**What the exercise asks**
Rewrite these records with "man's ear" swapped for "person's ear" and everything else left the same.

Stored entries
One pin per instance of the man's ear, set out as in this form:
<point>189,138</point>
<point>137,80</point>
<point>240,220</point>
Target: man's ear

**Result below**
One pin per instance of the person's ear, set out as in this form:
<point>189,138</point>
<point>137,80</point>
<point>240,220</point>
Target: person's ear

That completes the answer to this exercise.